**PAGE EXCERPT:**
_ _ _

Whether it’s a simple winky face or an encouraging thumbs up, emojis can bring a bit of fun to everyday communication.😊 But did you know that you can use emojis to improve your child’s reading, too? It’s true! Here’s how.

download fun with emojis activity

Preparing Your “Fun with Emojis” Activity

  1. Download the “Fun with Emojis” Activity and print either the color or black and white emoji cards.
  2. Cut out the emoji cards, place them in a hat or basket, and shake them up.
  3. Print the practice sheets that most accurately represent your students’ reading levels.
  4. Cut out the sentences and place them in another hat or basket.
sentences and emojis in fun with emojis activity

Playing “Fun with Emojis”

It’s time to have some “emotional” fun! Have your child choose an emoji card and a practice sentence.

boy selects a sentence in fun with emojis activity

Encourage your child to read his sentence with expression, using the emotion displayed on the emoji card.

_ _ _

**EXERCISE MATERIAL:**
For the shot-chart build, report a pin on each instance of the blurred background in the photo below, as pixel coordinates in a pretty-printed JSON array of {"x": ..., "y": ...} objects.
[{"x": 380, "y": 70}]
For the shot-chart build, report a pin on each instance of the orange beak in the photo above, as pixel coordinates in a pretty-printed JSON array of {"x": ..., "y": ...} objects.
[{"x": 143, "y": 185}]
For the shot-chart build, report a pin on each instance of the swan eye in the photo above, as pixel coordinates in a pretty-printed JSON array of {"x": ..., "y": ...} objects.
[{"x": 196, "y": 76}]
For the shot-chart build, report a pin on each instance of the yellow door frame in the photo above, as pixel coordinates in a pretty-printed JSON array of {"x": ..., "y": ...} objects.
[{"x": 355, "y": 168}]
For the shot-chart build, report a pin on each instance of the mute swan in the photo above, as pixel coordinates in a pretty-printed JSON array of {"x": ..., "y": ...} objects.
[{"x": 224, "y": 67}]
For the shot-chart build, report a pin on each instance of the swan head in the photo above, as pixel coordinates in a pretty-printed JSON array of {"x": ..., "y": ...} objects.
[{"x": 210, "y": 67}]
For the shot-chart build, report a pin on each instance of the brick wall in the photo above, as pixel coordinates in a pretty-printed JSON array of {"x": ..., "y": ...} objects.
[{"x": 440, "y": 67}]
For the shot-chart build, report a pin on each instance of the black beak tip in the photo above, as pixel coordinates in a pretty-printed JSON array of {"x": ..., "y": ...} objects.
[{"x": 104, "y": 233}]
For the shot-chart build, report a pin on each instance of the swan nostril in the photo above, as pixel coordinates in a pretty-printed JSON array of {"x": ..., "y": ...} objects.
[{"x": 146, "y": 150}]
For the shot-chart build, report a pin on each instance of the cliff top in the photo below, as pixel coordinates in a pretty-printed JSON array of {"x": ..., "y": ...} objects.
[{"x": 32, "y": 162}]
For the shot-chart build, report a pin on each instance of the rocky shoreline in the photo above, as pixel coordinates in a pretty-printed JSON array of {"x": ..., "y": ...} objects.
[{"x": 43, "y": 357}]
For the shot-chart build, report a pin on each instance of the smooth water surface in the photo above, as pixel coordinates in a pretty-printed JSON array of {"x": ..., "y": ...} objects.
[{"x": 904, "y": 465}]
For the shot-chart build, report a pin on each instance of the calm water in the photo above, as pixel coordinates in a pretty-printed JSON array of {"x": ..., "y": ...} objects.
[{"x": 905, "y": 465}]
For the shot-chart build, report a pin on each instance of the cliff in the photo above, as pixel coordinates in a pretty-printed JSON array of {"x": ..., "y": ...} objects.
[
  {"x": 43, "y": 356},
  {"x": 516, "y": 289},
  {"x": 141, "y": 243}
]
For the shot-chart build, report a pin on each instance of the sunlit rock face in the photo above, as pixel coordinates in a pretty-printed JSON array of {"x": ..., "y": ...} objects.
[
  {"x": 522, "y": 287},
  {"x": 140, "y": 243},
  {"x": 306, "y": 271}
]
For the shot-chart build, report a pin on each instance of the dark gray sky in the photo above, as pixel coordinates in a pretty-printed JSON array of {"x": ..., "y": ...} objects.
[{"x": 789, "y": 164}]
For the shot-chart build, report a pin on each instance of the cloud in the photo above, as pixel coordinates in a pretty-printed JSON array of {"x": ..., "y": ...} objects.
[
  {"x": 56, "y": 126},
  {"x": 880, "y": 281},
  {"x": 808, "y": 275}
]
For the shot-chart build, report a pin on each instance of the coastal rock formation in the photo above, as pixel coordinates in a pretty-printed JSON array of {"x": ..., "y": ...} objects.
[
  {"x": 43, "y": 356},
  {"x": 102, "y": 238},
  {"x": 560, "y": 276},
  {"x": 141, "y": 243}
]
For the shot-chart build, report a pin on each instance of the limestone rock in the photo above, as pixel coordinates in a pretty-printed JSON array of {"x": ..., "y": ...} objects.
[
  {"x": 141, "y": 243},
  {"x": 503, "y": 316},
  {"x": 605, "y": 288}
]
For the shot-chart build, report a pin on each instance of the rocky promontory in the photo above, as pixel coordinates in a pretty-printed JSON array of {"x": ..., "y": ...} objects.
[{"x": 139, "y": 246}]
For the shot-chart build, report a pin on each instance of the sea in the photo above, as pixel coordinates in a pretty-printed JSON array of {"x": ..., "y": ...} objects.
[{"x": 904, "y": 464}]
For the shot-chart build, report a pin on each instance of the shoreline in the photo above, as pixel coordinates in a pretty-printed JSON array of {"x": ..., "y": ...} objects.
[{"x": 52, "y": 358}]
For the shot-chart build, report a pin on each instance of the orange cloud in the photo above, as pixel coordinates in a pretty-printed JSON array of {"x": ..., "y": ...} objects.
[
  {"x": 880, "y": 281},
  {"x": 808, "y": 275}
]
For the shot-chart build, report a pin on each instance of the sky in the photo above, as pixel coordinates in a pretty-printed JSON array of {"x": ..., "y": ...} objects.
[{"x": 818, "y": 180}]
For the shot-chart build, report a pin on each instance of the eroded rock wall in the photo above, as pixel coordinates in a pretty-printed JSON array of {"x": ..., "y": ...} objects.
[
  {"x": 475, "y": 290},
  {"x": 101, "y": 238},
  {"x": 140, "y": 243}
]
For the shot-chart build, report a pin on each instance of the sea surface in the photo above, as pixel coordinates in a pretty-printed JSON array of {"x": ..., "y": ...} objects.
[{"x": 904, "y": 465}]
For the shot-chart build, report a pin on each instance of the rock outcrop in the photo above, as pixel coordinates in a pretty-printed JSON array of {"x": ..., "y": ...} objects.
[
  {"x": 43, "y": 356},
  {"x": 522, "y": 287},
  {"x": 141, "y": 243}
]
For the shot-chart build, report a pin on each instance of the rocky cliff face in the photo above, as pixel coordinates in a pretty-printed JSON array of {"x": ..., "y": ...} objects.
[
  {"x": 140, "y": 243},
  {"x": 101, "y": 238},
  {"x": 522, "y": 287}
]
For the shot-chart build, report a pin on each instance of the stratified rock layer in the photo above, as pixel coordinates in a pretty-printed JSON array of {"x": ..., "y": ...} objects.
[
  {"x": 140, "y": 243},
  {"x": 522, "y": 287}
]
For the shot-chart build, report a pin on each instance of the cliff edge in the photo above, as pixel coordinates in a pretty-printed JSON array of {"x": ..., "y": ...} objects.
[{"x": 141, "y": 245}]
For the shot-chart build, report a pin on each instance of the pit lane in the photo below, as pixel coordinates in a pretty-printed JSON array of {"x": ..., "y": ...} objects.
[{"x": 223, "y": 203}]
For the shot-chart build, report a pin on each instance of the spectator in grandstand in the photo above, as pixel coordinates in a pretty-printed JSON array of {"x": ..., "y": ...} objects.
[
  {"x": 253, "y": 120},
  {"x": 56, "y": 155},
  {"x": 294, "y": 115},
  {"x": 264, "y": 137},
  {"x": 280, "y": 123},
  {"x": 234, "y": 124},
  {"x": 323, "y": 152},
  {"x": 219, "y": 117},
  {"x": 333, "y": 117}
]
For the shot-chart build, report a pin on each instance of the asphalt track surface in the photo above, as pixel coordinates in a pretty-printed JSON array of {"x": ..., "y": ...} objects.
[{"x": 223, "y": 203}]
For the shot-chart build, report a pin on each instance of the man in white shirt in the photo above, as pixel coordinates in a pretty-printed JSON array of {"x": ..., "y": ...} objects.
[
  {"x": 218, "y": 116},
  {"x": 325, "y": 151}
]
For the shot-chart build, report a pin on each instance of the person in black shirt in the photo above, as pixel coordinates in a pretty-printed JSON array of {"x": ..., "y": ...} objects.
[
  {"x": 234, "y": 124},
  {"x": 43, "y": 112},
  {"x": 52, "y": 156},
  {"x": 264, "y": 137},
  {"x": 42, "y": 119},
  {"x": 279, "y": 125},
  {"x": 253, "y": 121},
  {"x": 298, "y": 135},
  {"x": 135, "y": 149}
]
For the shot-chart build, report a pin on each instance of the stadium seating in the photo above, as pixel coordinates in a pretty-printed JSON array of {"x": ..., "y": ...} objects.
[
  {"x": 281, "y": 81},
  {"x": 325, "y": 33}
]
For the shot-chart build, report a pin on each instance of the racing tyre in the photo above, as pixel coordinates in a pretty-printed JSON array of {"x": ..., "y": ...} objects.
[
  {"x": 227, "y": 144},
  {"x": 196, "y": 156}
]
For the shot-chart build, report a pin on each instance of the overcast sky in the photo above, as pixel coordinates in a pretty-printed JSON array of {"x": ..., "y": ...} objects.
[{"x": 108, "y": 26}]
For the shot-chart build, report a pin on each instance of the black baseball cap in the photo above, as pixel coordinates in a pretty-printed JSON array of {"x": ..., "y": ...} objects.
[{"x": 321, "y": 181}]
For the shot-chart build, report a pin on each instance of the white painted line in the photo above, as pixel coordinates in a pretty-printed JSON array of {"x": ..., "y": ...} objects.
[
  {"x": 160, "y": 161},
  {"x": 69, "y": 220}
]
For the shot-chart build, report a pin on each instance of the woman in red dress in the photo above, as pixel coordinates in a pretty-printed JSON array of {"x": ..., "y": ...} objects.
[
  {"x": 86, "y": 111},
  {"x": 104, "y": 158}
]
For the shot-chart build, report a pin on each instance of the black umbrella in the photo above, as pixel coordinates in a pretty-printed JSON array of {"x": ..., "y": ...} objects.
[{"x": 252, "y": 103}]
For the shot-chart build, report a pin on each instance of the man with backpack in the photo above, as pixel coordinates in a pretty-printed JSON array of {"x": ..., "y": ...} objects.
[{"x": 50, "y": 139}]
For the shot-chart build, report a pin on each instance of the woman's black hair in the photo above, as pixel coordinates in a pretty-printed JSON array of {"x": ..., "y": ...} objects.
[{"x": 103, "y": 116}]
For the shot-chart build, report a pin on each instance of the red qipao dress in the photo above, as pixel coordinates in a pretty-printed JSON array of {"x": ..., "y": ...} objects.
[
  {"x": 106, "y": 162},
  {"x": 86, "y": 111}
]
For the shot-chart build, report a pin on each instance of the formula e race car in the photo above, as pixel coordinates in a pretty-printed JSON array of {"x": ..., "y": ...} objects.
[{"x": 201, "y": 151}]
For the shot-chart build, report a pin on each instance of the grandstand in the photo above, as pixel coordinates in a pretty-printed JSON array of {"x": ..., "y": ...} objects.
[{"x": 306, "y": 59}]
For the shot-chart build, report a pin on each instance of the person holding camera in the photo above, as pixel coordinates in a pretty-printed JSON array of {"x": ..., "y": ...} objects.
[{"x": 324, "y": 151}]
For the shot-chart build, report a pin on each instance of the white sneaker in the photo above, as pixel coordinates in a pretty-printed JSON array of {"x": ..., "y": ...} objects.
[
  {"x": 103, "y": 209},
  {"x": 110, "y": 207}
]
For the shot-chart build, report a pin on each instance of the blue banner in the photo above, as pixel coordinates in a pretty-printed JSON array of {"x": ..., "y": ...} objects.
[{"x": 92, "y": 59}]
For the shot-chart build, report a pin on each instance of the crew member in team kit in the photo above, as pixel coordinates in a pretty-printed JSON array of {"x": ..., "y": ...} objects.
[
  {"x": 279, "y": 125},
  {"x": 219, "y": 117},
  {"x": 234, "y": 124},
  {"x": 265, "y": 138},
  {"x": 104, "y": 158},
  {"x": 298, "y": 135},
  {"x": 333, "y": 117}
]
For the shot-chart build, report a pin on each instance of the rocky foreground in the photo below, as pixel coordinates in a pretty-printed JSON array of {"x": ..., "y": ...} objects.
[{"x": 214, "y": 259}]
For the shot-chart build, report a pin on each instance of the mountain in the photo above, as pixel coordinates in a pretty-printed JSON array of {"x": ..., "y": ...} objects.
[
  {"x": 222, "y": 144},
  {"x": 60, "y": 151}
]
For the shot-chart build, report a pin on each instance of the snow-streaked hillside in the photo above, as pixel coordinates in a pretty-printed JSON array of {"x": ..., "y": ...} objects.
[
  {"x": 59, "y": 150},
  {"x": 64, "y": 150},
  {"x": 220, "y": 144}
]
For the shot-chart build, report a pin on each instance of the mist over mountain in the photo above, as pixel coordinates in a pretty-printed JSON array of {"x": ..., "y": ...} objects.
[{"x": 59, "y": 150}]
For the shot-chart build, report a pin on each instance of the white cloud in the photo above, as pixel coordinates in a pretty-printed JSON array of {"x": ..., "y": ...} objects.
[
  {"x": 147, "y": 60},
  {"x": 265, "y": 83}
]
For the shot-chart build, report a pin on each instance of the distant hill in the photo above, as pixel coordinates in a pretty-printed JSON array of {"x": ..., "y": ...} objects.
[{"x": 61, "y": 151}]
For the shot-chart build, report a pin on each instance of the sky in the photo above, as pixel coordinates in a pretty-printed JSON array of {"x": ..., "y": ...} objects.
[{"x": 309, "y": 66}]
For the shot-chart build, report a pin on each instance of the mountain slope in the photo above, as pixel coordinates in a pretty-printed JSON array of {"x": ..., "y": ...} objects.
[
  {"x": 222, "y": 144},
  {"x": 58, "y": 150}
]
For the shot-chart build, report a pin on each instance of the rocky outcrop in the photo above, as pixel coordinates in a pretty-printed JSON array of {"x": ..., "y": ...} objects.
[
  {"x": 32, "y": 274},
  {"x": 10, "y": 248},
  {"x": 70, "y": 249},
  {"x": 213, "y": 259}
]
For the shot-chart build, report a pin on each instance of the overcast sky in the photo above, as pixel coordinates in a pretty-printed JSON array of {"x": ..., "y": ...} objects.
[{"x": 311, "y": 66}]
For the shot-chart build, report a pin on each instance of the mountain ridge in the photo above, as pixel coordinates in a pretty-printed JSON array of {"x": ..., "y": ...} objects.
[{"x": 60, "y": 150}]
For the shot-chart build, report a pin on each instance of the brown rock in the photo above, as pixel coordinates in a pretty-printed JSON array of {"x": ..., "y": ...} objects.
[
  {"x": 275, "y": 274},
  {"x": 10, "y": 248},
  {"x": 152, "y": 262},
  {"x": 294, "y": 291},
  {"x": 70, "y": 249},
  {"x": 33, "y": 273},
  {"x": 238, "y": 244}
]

_ _ _

**TASK LIST:**
**a)** Tally how many lines of the entries contain the string "streaked", treating case as significant, and reply with that number alone.
**b)** Pick up the emoji reading activity piece after its last sentence and continue it.

**TASK-BY-TASK RESULTS:**
**a)** 1

**b)**
boy makes sad face in fun with emojis activity

Continue choosing emojis and sentences, giving your child plenty of practice reading with expression. If needed, consult the Emoji Key on page 2 for help with identifying the emotion represented by the emoji cards.

Check out how much fun our activity testers had reading with expression in the video below!

More Ways to Play

Get really emotional! Turn up the fun a notch by having your child choose one sentence and four or five emoji cards. Then have him read the sentence multiple times, with a different emotion each time.

boy makes scared face in fun with emojis activity

Can the other players guess which emotions are being expressed? Give it a try!

two boys play with fun with emojis activity

Here’s another idea: act it out! After your child chooses a sentence and an emoji, have him read and act out his sentence … with expression, of course!

Are you an All About Reading user? Here’s a bonus idea for you: laminate your emojis and store them in an envelope. Then whenever fluency practice needs a bit of spicing up, just pull them out and emote! Fluency practice and fun at the same time? That’s what I call a win-win!

What’s your favorite way to make fluency practice fun? Let me know in the comments below!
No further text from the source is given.